*** Source information ***
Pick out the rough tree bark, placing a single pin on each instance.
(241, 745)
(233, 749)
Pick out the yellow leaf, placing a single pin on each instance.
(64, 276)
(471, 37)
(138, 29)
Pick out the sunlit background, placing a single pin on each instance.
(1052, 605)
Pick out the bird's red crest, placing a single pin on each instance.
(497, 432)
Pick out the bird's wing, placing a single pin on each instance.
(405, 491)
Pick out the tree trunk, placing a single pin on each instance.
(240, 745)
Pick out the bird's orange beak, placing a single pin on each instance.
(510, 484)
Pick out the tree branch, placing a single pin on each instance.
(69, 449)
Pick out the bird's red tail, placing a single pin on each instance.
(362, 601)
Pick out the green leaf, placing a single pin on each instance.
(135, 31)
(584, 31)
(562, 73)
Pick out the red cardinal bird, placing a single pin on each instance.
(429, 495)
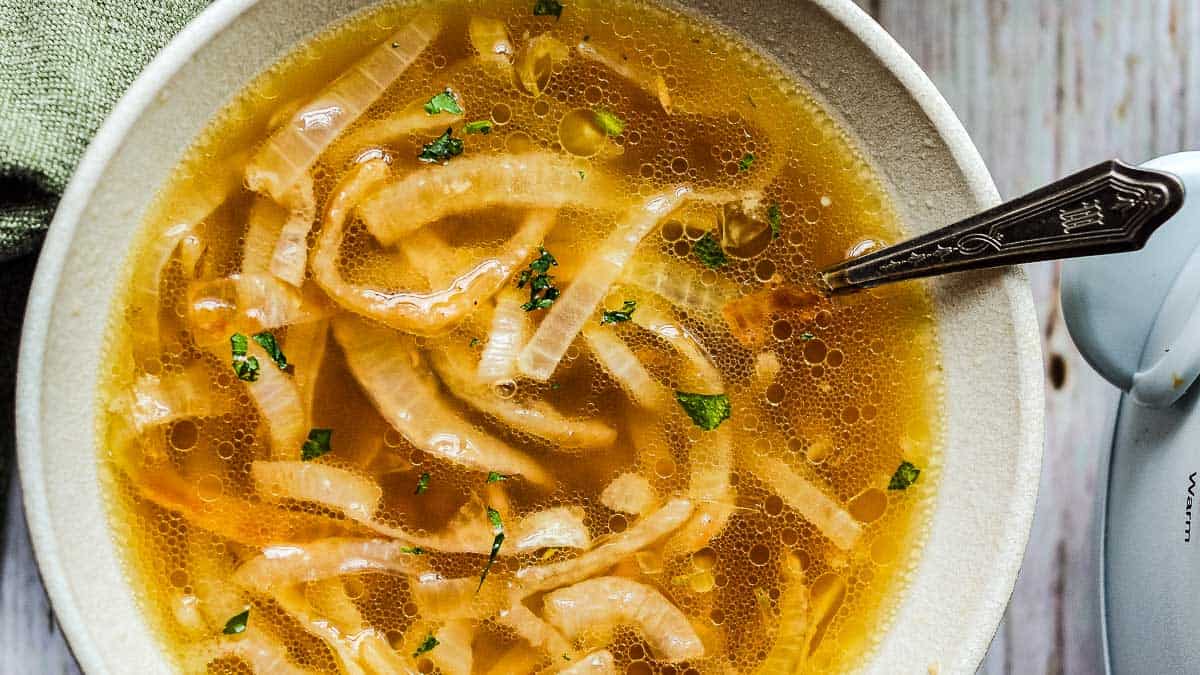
*** End of Source information ***
### What the task asks
Leaving the pictures aside, transcribe exactly the lines from the one containing "Pick out the bird's orange" to the final line of the entries above, both ends included.

### Exercise response
Pick out the bird's orange beak, placing a single pin on each instance.
(510, 484)
Pick out the tree branch, placing a single pin on each instance.
(69, 449)
Pick out the bird's red tail, placing a single pin on each instance.
(362, 601)
Pick out the green leaf, placing a single pin on each instance.
(135, 31)
(584, 31)
(562, 73)
Pick out the red cardinal bird, placing a single pin on each instance.
(429, 495)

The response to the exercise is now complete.